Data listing

____________

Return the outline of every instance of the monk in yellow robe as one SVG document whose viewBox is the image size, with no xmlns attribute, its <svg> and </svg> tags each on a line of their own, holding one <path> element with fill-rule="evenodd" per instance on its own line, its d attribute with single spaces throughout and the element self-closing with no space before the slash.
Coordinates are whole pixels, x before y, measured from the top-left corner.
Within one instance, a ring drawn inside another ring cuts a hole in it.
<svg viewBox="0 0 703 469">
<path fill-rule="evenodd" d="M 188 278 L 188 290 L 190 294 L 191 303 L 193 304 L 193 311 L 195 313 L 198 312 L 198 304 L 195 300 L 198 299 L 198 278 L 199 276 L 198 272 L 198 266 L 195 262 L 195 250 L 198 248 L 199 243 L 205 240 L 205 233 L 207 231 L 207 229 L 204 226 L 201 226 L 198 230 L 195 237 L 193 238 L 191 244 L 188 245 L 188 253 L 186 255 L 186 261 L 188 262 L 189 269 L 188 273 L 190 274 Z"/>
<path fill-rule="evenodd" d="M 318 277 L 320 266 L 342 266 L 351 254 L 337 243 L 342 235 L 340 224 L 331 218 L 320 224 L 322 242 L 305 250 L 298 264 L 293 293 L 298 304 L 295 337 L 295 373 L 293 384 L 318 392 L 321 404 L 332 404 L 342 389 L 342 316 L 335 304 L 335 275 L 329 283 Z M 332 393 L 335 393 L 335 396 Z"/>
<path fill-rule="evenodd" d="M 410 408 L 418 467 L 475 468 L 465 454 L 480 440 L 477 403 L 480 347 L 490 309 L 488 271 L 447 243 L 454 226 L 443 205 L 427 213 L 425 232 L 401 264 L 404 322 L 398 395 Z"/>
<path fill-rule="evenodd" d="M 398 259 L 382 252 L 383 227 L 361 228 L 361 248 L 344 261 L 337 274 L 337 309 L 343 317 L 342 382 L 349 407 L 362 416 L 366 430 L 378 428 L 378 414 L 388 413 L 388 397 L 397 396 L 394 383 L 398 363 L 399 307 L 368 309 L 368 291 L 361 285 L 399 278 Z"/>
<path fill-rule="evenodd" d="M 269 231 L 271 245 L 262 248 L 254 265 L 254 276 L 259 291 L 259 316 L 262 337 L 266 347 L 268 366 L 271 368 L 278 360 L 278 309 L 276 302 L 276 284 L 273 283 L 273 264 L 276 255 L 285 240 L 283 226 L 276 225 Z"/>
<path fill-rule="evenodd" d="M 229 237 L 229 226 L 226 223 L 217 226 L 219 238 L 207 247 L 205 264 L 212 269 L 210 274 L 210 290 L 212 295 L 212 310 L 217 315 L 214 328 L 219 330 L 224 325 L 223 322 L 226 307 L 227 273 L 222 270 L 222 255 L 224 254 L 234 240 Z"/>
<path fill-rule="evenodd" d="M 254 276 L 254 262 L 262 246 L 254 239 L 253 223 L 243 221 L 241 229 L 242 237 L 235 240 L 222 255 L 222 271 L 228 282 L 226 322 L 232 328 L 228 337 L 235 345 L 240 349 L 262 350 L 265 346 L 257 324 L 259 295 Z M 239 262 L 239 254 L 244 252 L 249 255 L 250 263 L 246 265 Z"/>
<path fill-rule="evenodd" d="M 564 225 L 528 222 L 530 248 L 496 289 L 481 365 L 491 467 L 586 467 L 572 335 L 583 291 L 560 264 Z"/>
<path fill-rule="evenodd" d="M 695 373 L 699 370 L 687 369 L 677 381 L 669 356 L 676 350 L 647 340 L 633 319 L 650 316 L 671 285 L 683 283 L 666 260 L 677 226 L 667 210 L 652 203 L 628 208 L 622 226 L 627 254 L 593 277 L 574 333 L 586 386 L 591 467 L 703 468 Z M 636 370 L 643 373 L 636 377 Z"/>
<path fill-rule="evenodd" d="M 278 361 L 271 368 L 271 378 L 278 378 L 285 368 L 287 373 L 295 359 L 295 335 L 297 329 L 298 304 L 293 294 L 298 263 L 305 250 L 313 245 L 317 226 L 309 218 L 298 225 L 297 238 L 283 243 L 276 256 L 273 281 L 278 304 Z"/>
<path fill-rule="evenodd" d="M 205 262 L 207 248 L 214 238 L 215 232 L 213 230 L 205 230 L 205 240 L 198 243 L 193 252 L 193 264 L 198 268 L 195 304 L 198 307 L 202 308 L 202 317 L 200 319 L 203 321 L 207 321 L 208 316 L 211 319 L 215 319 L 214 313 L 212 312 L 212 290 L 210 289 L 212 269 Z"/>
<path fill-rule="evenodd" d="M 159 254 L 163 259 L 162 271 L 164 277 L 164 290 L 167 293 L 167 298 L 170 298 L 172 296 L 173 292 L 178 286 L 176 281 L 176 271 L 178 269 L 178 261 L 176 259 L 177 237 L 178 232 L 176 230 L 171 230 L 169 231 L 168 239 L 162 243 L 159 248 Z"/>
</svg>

____________

Copy the lines word for word, beginning at the first line and continuing through the line that contains "269 231 L 271".

Return the outline of every instance of the monk in yellow robe as one SVG document whose viewBox is the image size, with no xmlns attribute, its <svg> and </svg> tags each on a line of their own, holding one <path> element with fill-rule="evenodd" per instance on its own line, its d attribute with single spaces throughout and the element self-closing with no space before the slash.
Coordinates are whole pixels, x before y, measured from the top-left corner.
Within one instance, a ring drawn inside another ring cuts a hole in it.
<svg viewBox="0 0 703 469">
<path fill-rule="evenodd" d="M 188 278 L 188 290 L 190 294 L 191 303 L 193 304 L 193 311 L 195 313 L 198 312 L 198 304 L 195 300 L 198 299 L 198 278 L 199 276 L 198 272 L 198 266 L 195 262 L 195 250 L 198 248 L 199 243 L 205 240 L 205 233 L 207 231 L 207 229 L 204 226 L 201 226 L 198 230 L 195 237 L 193 238 L 191 244 L 188 245 L 188 253 L 186 255 L 186 261 L 188 262 L 189 269 L 188 273 L 190 274 Z"/>
<path fill-rule="evenodd" d="M 318 277 L 320 266 L 342 266 L 351 254 L 337 243 L 342 235 L 340 224 L 331 218 L 320 224 L 322 242 L 305 250 L 298 264 L 293 293 L 298 304 L 295 337 L 295 373 L 293 384 L 318 392 L 321 404 L 332 404 L 342 389 L 342 316 L 335 304 L 335 275 L 329 283 Z M 332 393 L 335 393 L 335 396 Z"/>
<path fill-rule="evenodd" d="M 410 408 L 418 467 L 475 468 L 465 454 L 480 440 L 477 403 L 480 347 L 490 309 L 488 271 L 447 243 L 454 226 L 443 205 L 427 213 L 425 232 L 401 264 L 404 322 L 398 395 Z"/>
<path fill-rule="evenodd" d="M 398 259 L 382 252 L 383 227 L 361 228 L 361 248 L 344 261 L 337 274 L 337 309 L 343 317 L 342 382 L 349 407 L 362 416 L 366 430 L 378 428 L 378 414 L 388 413 L 388 397 L 397 396 L 394 383 L 398 363 L 399 307 L 368 309 L 368 291 L 361 285 L 399 278 Z"/>
<path fill-rule="evenodd" d="M 269 231 L 271 245 L 262 248 L 254 265 L 254 276 L 259 291 L 259 316 L 262 337 L 266 347 L 268 366 L 271 368 L 278 360 L 278 309 L 276 302 L 276 284 L 273 283 L 273 264 L 276 255 L 285 240 L 283 226 L 276 225 Z"/>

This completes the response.